Using file_get_contents vs curl for file size

Using file_get_contents vs curl for file size - php

I have a file uploading script running on my server which also features remote uploads.. Everything works fine but I am wondering what is the best way to upload via URL. Right now I am using fopen to get the file from the remote url pasted in the text box named "from". I have heard that fopen isn't the best way to do it. Why is that?
Also I am using file_get_contents to get the file size of the file from the URL. I have heard that curl is better on that part. Why is that and also how can I apply these changes to this script?
<?php
$from = htmlspecialchars(trim($_POST['from']));
if ($from != "") {
$file = file_get_contents($from);
$filesize = strlen($file);
while (!feof($file)) {
$move = "./uploads/" . $rand2;
move_upload($_FILES['from']['tmp_name'], $move);
$newfile = fopen("./uploads/" . $rand2, "wb");
file_put_contents($newfile, $file);
}
}
?>

You can use filesize to get the file size of a file on disk.

◆ **Given instruction 1**:
Duplicate the part of the thread above on file_get_contents vs curl from "Also I am using" up to and including "to this script?".

◆ **Given data**:
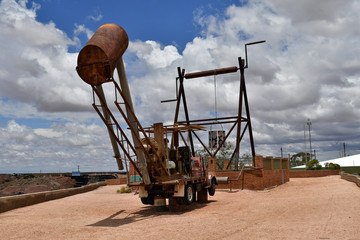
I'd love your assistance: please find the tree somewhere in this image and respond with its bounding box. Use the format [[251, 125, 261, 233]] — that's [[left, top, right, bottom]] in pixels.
[[306, 159, 322, 170]]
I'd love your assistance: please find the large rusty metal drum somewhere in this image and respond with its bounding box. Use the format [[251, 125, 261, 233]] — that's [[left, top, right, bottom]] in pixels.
[[76, 24, 129, 86]]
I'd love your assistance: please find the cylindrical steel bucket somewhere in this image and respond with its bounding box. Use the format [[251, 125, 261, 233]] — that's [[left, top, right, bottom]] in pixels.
[[76, 24, 129, 86]]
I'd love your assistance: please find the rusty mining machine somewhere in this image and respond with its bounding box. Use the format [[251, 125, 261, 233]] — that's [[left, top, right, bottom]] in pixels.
[[76, 24, 264, 210]]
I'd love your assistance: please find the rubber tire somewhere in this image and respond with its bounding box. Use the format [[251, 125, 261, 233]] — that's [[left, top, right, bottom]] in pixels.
[[184, 183, 196, 205]]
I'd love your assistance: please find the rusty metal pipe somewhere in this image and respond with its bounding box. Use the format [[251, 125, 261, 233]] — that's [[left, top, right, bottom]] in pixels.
[[76, 24, 129, 86], [184, 67, 238, 79]]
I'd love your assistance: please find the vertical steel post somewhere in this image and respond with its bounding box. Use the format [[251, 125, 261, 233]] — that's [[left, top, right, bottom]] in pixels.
[[175, 67, 195, 157], [116, 57, 151, 184]]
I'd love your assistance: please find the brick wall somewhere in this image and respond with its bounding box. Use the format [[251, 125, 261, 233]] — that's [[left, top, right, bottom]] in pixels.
[[290, 170, 340, 178], [215, 156, 290, 190], [340, 172, 360, 187]]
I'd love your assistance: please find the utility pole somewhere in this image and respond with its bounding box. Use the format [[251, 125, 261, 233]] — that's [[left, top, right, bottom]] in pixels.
[[307, 119, 312, 160]]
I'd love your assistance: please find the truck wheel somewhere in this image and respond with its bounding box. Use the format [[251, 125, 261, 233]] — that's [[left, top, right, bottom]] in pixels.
[[184, 183, 195, 204]]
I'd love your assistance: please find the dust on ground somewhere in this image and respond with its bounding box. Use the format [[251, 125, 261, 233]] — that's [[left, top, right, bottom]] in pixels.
[[0, 176, 360, 240]]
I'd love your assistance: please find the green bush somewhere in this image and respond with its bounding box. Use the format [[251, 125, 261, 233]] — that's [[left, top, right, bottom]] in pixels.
[[116, 186, 132, 193]]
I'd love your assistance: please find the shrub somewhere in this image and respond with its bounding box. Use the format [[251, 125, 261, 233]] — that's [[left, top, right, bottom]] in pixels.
[[116, 186, 132, 193]]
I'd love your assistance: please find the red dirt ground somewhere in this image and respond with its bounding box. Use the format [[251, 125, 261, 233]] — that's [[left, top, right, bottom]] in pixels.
[[0, 176, 360, 240]]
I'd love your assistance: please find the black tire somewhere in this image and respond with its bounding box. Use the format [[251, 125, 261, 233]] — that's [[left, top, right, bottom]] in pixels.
[[184, 183, 196, 204]]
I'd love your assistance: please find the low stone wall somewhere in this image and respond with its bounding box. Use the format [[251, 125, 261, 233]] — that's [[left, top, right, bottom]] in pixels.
[[105, 178, 127, 185], [290, 170, 341, 178], [0, 182, 106, 213], [340, 172, 360, 187]]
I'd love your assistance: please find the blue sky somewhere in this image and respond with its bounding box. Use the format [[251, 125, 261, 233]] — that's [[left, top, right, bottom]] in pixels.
[[33, 0, 241, 51], [0, 0, 360, 172]]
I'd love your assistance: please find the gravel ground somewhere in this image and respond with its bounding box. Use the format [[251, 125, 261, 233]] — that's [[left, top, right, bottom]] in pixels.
[[0, 176, 360, 240]]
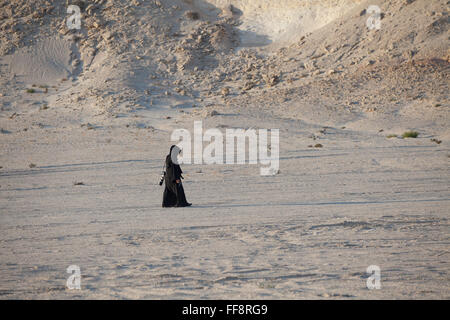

◆ **Given instruction 2**:
Set down the rows above without changes, from their beginning up to and including the line with "[[175, 67, 195, 157], [116, 57, 151, 184]]", and leave the pictures out.

◆ **Written response 1**:
Also I am using file_get_contents to get the file size of the file from the URL. I have heard that curl is better on that part. Why is that and also how can I apply these changes to this script?

◆ **Written response 2**:
I'd love your assistance: please find the tree somewhere in this image and respond with its bounding box. Use the format [[251, 125, 261, 233]] — that's [[left, top, right, bottom]] in pixels.
[[306, 159, 322, 170]]
I'd love your assistance: please find the large rusty metal drum somewhere in this image and respond with its bounding box. Use the format [[251, 125, 261, 233]] — that's [[left, top, right, bottom]] in pixels.
[[76, 24, 129, 86]]
I'd love your assistance: please find the cylindrical steel bucket somewhere in this image and respond with its bounding box. Use the format [[251, 125, 261, 233]] — that's [[left, top, right, bottom]] in pixels.
[[76, 24, 129, 86]]
I'd love your assistance: please find the rusty mining machine somewhere in this image and respond with its bounding box. Use the format [[251, 125, 261, 233]] — that's [[left, top, right, bottom]] in pixels.
[[76, 24, 264, 210]]
I'd love your assistance: please find the rubber tire somewhere in this image and respond with its bounding box. Use the format [[251, 125, 261, 233]] — that's [[left, top, right, bottom]] in pixels.
[[184, 183, 196, 205]]
I'd love your assistance: please find the rusty metal pipe somewhere in this image and respond with its bounding box. Use the format [[251, 125, 261, 233]] — that's [[left, top, right, bottom]] in pixels.
[[76, 24, 129, 86], [184, 67, 238, 79]]
I'd love your assistance: please find the vertical steel post somewhere in this image and respond with its bounding box. Use the format [[251, 125, 261, 233]] — that's [[left, top, right, bottom]] in pixels.
[[175, 67, 195, 157], [116, 57, 151, 184]]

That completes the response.